— START Article —

Kool now I know what HIPS is and it is really kool :BNC . Just one question, I am an addictive computer game player, will the HIPS system implement signature hashes for almost all computer games that needs internet connectivity ? What happens when a news game is released, say Crysis, until and unless I get the HIPS # for Crysis.exe I can not play Crysis whatsoever, is that right, or will CFP popup a message asking me whether to add the # of Crysis.exe in it’s HIPS list and let me continue with the game ? Also what will be the appoach when say due to some reasons your servers will be down and I cant get an updated HIPS list form your server, will CPF let me play a game that is not included in HIPS list ?

Attached are some screenshots from the free version of ProcessGuard, to show some functionality about it that I like (why should I pay for the full version when I know Comodo’s is on the way for free…?). I don’t know how you plan these sorts of things, Melih, but I like some aspects of this.

The first shows what alerts/events have occurred; when you click on an item, it has more details about that item at the bottom, which can help identify what the item is. You can also access the detailed text logfiles from that screen as well.

The second shows the level of protection for each item, which can be modified by the user at any point. I cut off the screenshot, but there are options for the full version as well.

— END Article —
— START Information shown —

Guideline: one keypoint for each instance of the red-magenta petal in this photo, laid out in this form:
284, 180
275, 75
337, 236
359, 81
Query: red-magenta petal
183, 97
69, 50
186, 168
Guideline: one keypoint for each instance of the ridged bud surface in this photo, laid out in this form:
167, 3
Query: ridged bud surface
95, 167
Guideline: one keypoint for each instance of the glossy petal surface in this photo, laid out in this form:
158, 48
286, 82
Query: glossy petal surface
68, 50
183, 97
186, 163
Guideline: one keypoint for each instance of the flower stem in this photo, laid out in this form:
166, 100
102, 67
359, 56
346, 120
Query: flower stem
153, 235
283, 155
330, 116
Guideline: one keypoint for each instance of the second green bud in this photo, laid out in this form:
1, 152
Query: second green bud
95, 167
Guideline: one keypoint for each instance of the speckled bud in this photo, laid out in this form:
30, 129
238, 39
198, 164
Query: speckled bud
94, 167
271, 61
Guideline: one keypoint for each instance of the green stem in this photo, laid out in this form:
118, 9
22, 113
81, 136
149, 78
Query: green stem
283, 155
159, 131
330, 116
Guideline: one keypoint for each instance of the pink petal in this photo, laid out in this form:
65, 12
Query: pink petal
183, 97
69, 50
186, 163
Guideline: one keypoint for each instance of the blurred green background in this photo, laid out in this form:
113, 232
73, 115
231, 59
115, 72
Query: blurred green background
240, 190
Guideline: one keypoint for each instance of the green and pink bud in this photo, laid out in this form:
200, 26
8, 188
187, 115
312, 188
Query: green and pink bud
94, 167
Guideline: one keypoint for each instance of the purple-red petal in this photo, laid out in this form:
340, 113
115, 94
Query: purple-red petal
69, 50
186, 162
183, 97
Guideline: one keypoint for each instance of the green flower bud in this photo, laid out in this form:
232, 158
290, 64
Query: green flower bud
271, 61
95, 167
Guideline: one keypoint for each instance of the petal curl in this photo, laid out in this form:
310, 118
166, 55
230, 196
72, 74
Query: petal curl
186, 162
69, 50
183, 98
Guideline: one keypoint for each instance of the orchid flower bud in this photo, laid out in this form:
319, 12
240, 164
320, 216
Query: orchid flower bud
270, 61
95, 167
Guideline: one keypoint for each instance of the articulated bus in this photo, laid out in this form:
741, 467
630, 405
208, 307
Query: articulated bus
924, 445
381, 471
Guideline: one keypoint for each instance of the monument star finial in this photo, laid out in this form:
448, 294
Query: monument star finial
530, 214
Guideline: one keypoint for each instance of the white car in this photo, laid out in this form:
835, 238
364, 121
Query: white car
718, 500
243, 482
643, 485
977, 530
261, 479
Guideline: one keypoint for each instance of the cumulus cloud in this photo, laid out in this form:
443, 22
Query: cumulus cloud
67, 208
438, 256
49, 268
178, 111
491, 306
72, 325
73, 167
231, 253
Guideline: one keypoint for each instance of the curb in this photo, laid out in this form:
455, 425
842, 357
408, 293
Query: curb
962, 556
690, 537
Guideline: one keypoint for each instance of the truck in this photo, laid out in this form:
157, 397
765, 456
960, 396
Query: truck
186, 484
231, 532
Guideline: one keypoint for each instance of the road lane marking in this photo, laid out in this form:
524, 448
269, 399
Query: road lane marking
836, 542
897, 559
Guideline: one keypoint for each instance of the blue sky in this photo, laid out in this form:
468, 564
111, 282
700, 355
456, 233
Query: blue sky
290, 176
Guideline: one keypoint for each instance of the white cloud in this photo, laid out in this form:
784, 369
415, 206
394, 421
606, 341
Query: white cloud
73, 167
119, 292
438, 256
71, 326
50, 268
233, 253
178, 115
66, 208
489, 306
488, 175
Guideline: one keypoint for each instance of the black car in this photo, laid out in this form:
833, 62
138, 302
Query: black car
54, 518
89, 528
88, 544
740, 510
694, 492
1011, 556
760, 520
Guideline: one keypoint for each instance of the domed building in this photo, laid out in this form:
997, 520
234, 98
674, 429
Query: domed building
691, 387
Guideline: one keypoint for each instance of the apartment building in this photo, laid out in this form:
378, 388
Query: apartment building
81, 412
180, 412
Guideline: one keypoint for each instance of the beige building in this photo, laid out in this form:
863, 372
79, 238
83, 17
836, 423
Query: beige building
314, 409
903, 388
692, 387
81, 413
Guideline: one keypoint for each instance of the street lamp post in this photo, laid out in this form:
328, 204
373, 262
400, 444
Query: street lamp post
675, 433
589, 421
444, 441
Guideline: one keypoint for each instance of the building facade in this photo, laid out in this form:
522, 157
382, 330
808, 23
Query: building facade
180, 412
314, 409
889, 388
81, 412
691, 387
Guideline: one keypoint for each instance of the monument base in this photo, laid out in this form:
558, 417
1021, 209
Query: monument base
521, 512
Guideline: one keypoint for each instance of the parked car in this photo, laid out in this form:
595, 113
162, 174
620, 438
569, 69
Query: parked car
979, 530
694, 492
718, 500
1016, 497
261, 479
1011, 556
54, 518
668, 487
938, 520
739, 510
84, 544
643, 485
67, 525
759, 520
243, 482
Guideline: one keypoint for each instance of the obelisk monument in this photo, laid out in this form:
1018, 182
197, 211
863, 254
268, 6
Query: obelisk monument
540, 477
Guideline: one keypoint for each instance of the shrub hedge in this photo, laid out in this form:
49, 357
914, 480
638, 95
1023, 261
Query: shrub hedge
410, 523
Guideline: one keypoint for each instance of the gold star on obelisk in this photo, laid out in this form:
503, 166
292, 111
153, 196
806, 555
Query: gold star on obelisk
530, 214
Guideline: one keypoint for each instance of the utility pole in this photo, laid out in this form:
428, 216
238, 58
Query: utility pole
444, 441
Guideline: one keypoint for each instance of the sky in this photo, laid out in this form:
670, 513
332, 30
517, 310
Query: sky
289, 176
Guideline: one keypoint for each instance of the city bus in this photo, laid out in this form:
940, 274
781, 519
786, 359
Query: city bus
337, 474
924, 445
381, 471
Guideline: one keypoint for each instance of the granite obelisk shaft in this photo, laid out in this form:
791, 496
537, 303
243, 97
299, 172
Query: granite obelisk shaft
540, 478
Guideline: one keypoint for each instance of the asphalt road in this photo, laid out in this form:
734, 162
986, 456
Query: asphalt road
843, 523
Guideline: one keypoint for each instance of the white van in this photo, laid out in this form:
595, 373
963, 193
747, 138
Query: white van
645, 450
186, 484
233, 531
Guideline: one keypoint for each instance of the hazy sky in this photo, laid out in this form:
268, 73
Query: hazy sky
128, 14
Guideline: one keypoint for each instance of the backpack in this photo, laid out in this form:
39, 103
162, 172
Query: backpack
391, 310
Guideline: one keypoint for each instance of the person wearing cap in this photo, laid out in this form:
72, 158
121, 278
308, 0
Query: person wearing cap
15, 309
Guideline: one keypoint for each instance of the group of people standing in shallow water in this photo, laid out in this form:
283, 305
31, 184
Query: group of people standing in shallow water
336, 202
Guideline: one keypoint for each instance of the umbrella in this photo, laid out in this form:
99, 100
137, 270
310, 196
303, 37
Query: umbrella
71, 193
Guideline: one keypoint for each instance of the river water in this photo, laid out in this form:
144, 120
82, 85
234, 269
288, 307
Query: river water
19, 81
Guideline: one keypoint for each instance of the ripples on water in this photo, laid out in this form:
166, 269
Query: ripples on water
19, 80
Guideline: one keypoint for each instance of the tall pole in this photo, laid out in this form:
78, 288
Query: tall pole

— END Information shown —

**Set task A**
Collect every line of the records that contains the word "umbrella".
**Set task B**
Continue the forum post about HIPS and ProcessGuard, picking up right after its last sentence.

**Exercise result A**
Guideline: one keypoint for each instance of the umbrella in this photo, laid out in this form:
Query: umbrella

**Exercise result B**
The third (and last) shows the actions taken/assigned to each item; this can be changed as well thru the context menu.

To me these aspects give a high degree of control to the user; it’s not operating in its own little world with which we have no interaction or control. To me this is very desirable; I want to know exactly what my security software (especially a HIPS) is doing/has done, and if necessary change it (since there is no doubt it will at some point automatically stop something that I want/need to run). This is better than just a deny/allow popup (which it also gives), because based on the settings, some things will occur automatically (just like an AV quarantining a suspect file).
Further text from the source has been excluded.